Compito 1 —
Trascrivi dal testo sullo smart working il passo che va da "Secondo l’indagine Oricon, quali" a "o gli altri?".
Compito 2 —
Riprendi il testo sullo smart working e proseguilo dopo l'ultima frase riportata.

━━━━━ Testo fornito

Cosa è emerso in sostanza da questa indagine?

E’ emerso che lo smart working agevola alcune tipologie di lavoratori ma ne penalizza fortemente altri. Il cosiddetto lavoro agile sta facendo emergere una frattura sociale tra lavoratori che possono contare su maggiori garanzie e agevolazioni e lavoratori meno tutelati, (partite Iva, contratti in scadenza, soggetti che per svariate ragioni non godono delle condizioni ideali per lavorare da casa) mettendo in evidenza quelle disuguaglianze che il lavoro in sede, con i suoi benefit e servizi per il lavoratore, aveva in qualche modo contribuito a livellare.  Si pensi ai costi maggiori che il lavoratore deve sopportare lavorando da casa, all’inadeguatezza tecnologica, alla necessità di rivedere i processi organizzativi aziendali che il lavoro da remoto ha richiesto. Ma il dato più allarmante emerso da questa indagine è il ruolo della donna in smartworking, spesso costretta a gestire lavoro, famiglia e casa. Non è un caso che siano proprio le donne con il 54,3% a manifestare maggiori difficoltà a conciliare vita privata e lavorativa, contro il 62,4% degli uomini che, invece, dichiara di non aver avuto difficoltà in questo senso.

Secondo l’indagine Oricon, quali sono i vantaggi e quali gli svantaggi dello smart working? Dovendo fare un bilancio, pesano di più gli uni o gli altri?

Lavorare in smart working ha indubbiamente dei vantaggi, inutile negarlo, in primis il tempo risparmiato per raggiungere il posto di lavoro e ritorno (considerato un elemento positivo per il 44,2% degli intervistati), ma il 31% degli intervistati lamenta la mancanza di un confronto con i colleghi, il 28,4% segnala difficoltà a separare vita privata e lavorativa, che comporta stress e  difficoltà di concentrazione, il 21,5% non dispone di una postazione di lavoro adeguatamente allestita, con la tecnologia che rende più agevole ed efficiente il lavoro e la documentazione necessaria.

━━━━━━━━━━
━━━━━ Materiale di studio

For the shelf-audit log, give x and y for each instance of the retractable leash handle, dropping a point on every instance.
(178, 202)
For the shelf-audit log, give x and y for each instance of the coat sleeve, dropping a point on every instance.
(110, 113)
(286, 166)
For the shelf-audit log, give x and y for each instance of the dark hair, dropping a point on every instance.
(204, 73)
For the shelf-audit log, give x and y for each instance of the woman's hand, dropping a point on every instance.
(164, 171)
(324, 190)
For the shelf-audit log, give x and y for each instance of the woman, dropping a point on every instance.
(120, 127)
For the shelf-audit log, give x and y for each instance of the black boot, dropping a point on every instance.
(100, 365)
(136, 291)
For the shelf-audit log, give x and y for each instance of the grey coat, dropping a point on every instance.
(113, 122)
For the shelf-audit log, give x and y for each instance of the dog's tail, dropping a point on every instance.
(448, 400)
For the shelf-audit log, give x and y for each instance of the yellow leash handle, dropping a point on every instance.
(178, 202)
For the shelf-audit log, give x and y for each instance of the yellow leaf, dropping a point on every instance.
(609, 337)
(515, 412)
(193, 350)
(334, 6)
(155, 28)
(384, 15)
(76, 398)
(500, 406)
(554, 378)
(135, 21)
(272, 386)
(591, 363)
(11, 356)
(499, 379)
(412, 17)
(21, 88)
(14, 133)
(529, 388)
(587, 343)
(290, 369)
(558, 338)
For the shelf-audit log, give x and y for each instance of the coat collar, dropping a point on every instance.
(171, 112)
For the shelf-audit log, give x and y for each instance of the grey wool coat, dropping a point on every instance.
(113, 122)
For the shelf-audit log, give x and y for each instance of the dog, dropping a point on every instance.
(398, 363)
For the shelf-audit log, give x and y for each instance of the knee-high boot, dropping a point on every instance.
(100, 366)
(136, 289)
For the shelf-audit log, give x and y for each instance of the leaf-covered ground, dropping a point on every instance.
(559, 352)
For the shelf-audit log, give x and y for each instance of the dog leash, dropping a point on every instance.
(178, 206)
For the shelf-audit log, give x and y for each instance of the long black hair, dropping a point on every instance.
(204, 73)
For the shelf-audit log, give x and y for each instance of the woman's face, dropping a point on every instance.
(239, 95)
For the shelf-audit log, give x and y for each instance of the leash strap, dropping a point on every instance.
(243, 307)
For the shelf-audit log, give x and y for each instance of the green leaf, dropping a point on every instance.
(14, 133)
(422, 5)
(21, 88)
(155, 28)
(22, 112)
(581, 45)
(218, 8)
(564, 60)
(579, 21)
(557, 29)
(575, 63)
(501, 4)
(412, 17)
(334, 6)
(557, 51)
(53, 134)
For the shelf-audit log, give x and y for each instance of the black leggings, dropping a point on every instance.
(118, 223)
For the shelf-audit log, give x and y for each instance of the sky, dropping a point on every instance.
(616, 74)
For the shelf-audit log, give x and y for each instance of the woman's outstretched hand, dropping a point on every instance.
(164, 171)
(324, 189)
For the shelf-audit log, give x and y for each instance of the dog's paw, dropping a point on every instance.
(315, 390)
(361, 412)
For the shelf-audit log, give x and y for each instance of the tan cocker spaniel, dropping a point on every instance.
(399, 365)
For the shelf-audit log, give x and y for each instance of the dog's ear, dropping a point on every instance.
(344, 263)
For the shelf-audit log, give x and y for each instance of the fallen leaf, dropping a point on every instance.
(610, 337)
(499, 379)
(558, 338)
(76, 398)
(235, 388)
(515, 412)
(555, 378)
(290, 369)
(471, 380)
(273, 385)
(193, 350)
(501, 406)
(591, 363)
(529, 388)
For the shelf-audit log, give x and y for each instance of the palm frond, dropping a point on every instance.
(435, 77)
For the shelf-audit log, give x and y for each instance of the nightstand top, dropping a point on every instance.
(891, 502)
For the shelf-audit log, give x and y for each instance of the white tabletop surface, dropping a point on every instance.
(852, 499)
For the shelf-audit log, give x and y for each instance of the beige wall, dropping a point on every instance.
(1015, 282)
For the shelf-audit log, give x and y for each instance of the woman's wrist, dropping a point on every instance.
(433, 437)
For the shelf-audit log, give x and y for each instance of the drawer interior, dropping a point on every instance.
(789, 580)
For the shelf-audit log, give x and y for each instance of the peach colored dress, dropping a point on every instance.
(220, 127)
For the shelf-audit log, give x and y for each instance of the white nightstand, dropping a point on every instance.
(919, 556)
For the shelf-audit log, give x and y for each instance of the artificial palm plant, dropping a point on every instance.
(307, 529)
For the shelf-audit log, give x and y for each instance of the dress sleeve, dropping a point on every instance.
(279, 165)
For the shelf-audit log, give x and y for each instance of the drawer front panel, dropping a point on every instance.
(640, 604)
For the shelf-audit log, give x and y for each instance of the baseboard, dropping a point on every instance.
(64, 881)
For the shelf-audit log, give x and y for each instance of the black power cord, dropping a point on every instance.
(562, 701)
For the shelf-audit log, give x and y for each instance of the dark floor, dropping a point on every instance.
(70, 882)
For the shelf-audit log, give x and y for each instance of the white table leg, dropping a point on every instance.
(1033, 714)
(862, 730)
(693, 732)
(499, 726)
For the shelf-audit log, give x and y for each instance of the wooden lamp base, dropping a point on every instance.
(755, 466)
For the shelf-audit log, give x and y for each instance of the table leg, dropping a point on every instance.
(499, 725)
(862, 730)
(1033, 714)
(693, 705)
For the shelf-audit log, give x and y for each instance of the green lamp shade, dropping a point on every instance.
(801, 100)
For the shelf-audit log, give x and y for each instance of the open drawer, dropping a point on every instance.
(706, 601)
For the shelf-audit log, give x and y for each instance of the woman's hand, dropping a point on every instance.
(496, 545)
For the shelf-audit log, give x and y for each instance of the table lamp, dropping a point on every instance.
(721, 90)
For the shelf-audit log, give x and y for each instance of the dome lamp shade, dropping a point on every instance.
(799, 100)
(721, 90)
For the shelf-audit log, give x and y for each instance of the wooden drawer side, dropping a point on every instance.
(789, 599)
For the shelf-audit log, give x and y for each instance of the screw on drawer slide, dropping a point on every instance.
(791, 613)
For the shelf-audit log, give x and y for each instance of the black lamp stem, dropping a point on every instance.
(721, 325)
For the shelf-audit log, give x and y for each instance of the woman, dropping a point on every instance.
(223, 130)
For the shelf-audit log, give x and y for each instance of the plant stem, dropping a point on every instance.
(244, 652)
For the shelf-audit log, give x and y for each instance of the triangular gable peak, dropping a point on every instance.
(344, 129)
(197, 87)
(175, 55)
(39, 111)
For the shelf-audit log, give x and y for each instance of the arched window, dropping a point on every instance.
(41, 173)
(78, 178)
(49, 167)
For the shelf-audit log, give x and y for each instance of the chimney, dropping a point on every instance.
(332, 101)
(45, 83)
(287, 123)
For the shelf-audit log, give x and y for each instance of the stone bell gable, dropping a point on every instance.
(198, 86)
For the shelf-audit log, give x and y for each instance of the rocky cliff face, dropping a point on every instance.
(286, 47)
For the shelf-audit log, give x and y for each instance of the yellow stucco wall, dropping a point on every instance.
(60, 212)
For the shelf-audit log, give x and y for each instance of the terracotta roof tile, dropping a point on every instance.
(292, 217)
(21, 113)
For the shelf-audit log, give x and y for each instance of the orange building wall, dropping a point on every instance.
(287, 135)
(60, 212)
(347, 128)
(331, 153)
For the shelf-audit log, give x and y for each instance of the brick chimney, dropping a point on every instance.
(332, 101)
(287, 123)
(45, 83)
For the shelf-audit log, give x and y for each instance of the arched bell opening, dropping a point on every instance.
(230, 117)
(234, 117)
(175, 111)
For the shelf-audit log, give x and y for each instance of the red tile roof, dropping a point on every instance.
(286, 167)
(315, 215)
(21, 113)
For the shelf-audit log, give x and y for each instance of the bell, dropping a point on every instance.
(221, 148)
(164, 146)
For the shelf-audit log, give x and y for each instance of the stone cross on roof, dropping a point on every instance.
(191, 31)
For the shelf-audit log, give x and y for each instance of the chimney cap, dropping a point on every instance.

━━━━━━━━━━

Spazio risposta 1 —
Secondo l’indagine Oricon, quali sono i vantaggi e quali gli svantaggi dello smart working? Dovendo fare un bilancio, pesano di più gli uni o gli altri?

Spazio risposta 2 —
Dato interessante è che gli svantaggi sono sentiti maggiormente da chi ha avuto modo di tornare al lavoro dopo il primo lockdown: tra questi, la difficoltà nel separare vita privata e lavoro sale al 30,2%, il 23,5% rileva un maggior carico di lavoro affrontato nelle giornate a casa senza limiti di orario , le difficoltà per la mancanza di una postazione di lavoro adeguatamente allestita salgono al 22,8%, il 16,7% riconosce un calo della concentrazione e il 20% degli stessi evidenzia difficoltà organizzative generali lavorando da casa. Non da ultimo, tra gli svantaggi c’è un’alimentazione più disordinata e meno varia, con frequenti spuntini e meno tempo dedicato al pasto: alla fine del primo lockdown 1 cittadino su 3 si è ritrovato in sovrappeso.

Per il vostro settore, cosa significherebbe se lo smart working diventasse la “nuova normalità”?

Quello delle mense è un settore nel quale operano oltre 1.000 aziende in Italia, per un totale di 96 mila addetti, di cui 82% donne e nella quasi totalità assunti a tempo indeterminato. Nei primi giorni di settembre i lavoratori in CIG erano circa 39 mila, pari al 40% della forza lavoro. Come comparto fronteggiamo da mesi una crisi senza precedenti, ma assistiamo a delle dinamiche che rischiano, sull’onda del momento, di ridimensionare un comparto industriale il cui output è in realtà estremamente connesso al benessere sociale del lavoratore, specie quello che gode di minori garanzie. Lei consideri che l’80% degli intervistati sottolinea l’importanza di avere una mensa aziendale, percentuale che sale al 90% tra chi abitualmente ne dispone. Tra i lavoratori tornati a lavorare in sede, 1 su 5 dichiara un peggioramento generale della propria alimentazione durante il periodo di lavoro da casa. Al ristorante aziendale, però, non si riconosce solo il merito di assicurare un’alimentazione varia ed equilibrata, ma anche il suo importante valore sociale: per un italiano su 4 il pasto con i colleghi rappresenta un momento di leggerezza e di confronto. Tutti aspetti che contribuiscono, nel complesso, a migliorare il clima aziendale e il benessere dei lavoratori. Come vede, questi dati ci raccontano un’Italia stretta nella morsa di una pandemia che ci ha costretti a un cambiamento, a cui ci siamo dovuti adattare e dal quale siamo stati capaci di tirare fuori i lati positivi indubbiamente, ma che non rappresenta e non può rappresentare la nostra normalità, né oggi né in futuro.